__Work to be completed__:
All of the data should be given again word for word, though the images are to be left out.
--- Entries provided Enclosed Below ---
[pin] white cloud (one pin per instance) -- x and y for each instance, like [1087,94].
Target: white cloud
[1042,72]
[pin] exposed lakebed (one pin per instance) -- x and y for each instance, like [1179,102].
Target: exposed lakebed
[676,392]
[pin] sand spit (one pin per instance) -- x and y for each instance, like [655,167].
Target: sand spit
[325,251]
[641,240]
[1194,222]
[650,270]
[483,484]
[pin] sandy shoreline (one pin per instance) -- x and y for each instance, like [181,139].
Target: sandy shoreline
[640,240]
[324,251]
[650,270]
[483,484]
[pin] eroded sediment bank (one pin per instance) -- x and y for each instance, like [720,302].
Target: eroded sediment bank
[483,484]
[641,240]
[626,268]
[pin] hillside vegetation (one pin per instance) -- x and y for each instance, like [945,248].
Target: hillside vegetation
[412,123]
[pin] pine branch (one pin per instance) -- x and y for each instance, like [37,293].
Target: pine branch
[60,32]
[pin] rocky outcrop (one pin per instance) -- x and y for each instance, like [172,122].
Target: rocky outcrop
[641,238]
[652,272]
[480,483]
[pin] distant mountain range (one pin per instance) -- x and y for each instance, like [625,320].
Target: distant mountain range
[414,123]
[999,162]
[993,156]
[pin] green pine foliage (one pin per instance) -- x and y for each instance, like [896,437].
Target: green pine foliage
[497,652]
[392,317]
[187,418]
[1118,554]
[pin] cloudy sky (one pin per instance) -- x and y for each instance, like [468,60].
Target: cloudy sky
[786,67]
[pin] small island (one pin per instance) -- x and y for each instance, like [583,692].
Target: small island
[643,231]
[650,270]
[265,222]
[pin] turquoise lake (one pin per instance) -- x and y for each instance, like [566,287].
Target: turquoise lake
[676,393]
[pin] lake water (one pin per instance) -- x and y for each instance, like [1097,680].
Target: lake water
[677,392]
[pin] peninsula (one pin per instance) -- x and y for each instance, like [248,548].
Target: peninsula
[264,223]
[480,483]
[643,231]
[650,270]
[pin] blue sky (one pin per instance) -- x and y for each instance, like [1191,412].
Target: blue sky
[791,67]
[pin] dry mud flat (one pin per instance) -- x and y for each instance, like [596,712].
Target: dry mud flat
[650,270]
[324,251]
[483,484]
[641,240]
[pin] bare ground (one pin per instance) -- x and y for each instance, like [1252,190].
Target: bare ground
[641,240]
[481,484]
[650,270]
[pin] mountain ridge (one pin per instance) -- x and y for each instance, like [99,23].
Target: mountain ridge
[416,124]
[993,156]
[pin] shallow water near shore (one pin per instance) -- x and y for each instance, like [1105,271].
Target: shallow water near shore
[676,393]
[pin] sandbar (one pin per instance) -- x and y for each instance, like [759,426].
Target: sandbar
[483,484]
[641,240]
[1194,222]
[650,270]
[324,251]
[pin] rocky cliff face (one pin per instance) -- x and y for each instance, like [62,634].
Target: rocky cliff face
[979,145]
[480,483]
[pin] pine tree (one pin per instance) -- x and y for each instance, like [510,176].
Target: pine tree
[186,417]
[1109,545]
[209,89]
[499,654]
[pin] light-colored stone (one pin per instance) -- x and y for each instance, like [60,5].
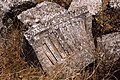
--- End of Enclosed Entries provided ---
__Result of the exercise__:
[pin] white cloud (one pin per instance) -- x and y for each instance, like [1087,94].
Target: white cloud
[1042,72]
[pin] exposed lakebed (one pin per instance) -- x and y for each instance, like [1179,102].
Target: exposed lakebed
[676,392]
[pin] sand spit (one pin per instance) -- x and y for each instance, like [655,167].
Target: sand spit
[325,251]
[641,240]
[1194,222]
[650,270]
[483,484]
[pin] sandy shoreline (one pin per instance) -- x and y for each instance, like [181,139].
Target: sandy shoreline
[640,240]
[324,251]
[650,270]
[483,484]
[pin] eroded sediment bank (one pin per instance) -- x and y for each instance, like [720,302].
Target: eroded sediment bank
[483,484]
[641,240]
[626,268]
[pin] hillside vegetation (one pin per instance) -- x and y for each instance, like [945,248].
Target: hillside vegetation
[412,123]
[pin] pine branch (one pin per instance) -- x and y for each instance, like [37,293].
Target: pine branch
[60,32]
[pin] rocky outcrop (one pin per instance) -- x and y for each instance, like [172,122].
Target: rocky outcrop
[641,238]
[652,272]
[480,483]
[pin] distant mountain range (one pin per instance) -- x and y for each instance, like [625,320].
Target: distant mountain range
[414,123]
[999,162]
[993,156]
[pin] green pine foliage (one pin per instance) -- x and y for each instance, like [896,437].
Target: green pine foliage
[497,652]
[392,317]
[187,418]
[1118,554]
[pin] cloudy sky (one pin per instance) -- x and y for each instance, like [468,60].
Target: cloudy sky
[786,67]
[pin] small island (one pin per instance) -- x and y for each instance, like [583,692].
Target: small island
[643,231]
[650,270]
[265,222]
[pin] turquoise lake (one pin per instance) -- x and y for each instance, like [566,287].
Target: turquoise lake
[676,393]
[pin] lake water (one pin per instance) -- x and y for each instance, like [1097,680].
Target: lake water
[677,392]
[pin] peninsula (one pin per instance) -- x and y for each instance, like [248,548].
Target: peninsula
[264,223]
[480,483]
[643,231]
[650,270]
[pin] blue sky (one pin per instance) -- x and y for each instance, like [1191,412].
Target: blue sky
[791,67]
[pin] dry mud flat (one pin per instance) -- x and y for each instance, like [596,712].
Target: dry mud flat
[650,270]
[324,251]
[483,484]
[641,240]
[pin] bare ground (one pin per instance) -- x and y for each instance, like [1252,190].
Target: bare ground
[641,240]
[481,484]
[650,270]
[pin] mountain ridge (one pin per instance) -- x and y for each instance, like [99,23].
Target: mountain ridge
[416,124]
[993,156]
[pin] shallow water near shore (one pin per instance) -- x and y for each instance, like [1105,271].
Target: shallow water near shore
[676,393]
[pin] sandbar (one pin per instance) -- x and y for each instance, like [759,426].
Target: sandbar
[483,484]
[641,240]
[1194,222]
[650,270]
[324,251]
[pin] rocky cliff face (one pin per instance) -- x and y for each instance, like [62,634].
Target: rocky cliff face
[979,145]
[480,483]
[pin] pine tree (one pin per instance) -- x and y for each instance, like [510,176].
Target: pine tree
[186,417]
[1109,545]
[209,89]
[499,654]
[pin] light-colored stone (one pin per instance) -- x and y for each instance, like [60,5].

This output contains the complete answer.